**Objective:**
How many lines in the records below contain the string "skate"? Reply with the number alone.

**Data lines:**
▬▬▬
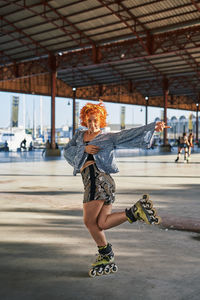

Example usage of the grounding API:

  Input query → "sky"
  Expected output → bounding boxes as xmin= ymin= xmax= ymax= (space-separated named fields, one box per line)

xmin=0 ymin=92 xmax=195 ymax=128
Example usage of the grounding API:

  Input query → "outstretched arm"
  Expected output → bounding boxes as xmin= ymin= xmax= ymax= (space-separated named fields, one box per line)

xmin=155 ymin=121 xmax=171 ymax=132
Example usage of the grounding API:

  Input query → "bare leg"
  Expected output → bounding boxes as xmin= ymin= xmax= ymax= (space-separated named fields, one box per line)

xmin=83 ymin=200 xmax=107 ymax=246
xmin=83 ymin=200 xmax=127 ymax=246
xmin=98 ymin=205 xmax=127 ymax=230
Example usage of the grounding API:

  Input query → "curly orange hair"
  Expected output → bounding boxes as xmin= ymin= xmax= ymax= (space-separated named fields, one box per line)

xmin=80 ymin=102 xmax=107 ymax=128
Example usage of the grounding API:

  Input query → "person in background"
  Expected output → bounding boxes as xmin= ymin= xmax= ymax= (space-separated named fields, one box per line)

xmin=175 ymin=132 xmax=189 ymax=162
xmin=188 ymin=133 xmax=194 ymax=159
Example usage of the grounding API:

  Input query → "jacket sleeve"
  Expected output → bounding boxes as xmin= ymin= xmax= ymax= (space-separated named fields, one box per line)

xmin=64 ymin=131 xmax=85 ymax=167
xmin=111 ymin=122 xmax=156 ymax=148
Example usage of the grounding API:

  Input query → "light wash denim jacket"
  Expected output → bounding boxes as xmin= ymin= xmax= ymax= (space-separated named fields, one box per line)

xmin=64 ymin=123 xmax=156 ymax=175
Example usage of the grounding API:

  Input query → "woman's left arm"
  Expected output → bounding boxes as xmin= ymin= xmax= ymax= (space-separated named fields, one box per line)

xmin=111 ymin=122 xmax=169 ymax=148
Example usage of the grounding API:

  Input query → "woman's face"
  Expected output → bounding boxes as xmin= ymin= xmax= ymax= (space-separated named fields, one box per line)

xmin=86 ymin=114 xmax=100 ymax=133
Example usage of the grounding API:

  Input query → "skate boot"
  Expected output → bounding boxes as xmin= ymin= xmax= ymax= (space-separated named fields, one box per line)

xmin=89 ymin=244 xmax=118 ymax=277
xmin=125 ymin=194 xmax=161 ymax=224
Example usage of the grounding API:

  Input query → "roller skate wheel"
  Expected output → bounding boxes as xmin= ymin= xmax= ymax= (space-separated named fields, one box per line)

xmin=104 ymin=266 xmax=111 ymax=275
xmin=142 ymin=194 xmax=149 ymax=201
xmin=154 ymin=216 xmax=162 ymax=225
xmin=97 ymin=268 xmax=103 ymax=276
xmin=88 ymin=269 xmax=97 ymax=278
xmin=145 ymin=200 xmax=153 ymax=209
xmin=148 ymin=208 xmax=157 ymax=216
xmin=112 ymin=265 xmax=118 ymax=273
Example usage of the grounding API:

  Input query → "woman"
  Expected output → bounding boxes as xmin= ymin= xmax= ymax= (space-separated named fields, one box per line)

xmin=188 ymin=133 xmax=194 ymax=159
xmin=64 ymin=102 xmax=165 ymax=277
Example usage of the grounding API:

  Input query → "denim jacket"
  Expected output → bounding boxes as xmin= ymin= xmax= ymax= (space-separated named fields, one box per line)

xmin=64 ymin=123 xmax=156 ymax=175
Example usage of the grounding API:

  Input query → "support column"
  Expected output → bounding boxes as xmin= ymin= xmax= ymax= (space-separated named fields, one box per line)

xmin=196 ymin=103 xmax=199 ymax=144
xmin=145 ymin=96 xmax=149 ymax=125
xmin=51 ymin=67 xmax=56 ymax=149
xmin=160 ymin=77 xmax=171 ymax=152
xmin=72 ymin=88 xmax=76 ymax=135
xmin=163 ymin=78 xmax=169 ymax=146
xmin=45 ymin=55 xmax=61 ymax=156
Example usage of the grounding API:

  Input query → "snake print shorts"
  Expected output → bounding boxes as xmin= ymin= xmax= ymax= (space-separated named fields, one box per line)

xmin=81 ymin=164 xmax=115 ymax=205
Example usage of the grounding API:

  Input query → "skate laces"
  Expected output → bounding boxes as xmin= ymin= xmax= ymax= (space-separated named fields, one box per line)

xmin=96 ymin=254 xmax=104 ymax=262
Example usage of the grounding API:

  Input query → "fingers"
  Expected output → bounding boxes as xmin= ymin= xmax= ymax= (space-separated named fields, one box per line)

xmin=85 ymin=145 xmax=100 ymax=154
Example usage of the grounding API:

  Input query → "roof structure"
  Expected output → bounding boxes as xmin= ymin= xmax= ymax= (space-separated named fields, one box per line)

xmin=0 ymin=0 xmax=200 ymax=105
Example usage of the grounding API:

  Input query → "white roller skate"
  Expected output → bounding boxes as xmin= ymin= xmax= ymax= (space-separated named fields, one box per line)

xmin=126 ymin=194 xmax=161 ymax=224
xmin=89 ymin=244 xmax=118 ymax=277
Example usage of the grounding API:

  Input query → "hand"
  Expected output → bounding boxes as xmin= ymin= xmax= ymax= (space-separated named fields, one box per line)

xmin=85 ymin=145 xmax=100 ymax=154
xmin=155 ymin=122 xmax=171 ymax=132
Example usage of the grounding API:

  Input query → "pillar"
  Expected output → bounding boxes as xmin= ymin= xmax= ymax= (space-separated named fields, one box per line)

xmin=72 ymin=88 xmax=76 ymax=135
xmin=51 ymin=58 xmax=56 ymax=149
xmin=196 ymin=103 xmax=199 ymax=144
xmin=145 ymin=96 xmax=149 ymax=125
xmin=163 ymin=78 xmax=169 ymax=145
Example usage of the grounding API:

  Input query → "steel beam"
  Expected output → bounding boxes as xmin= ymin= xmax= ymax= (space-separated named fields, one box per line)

xmin=49 ymin=55 xmax=56 ymax=150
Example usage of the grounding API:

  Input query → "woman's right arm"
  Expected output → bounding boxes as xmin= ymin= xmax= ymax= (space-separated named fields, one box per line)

xmin=64 ymin=131 xmax=85 ymax=167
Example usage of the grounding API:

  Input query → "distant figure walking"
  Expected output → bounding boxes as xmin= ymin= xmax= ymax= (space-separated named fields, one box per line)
▬▬▬
**Correct answer:**
4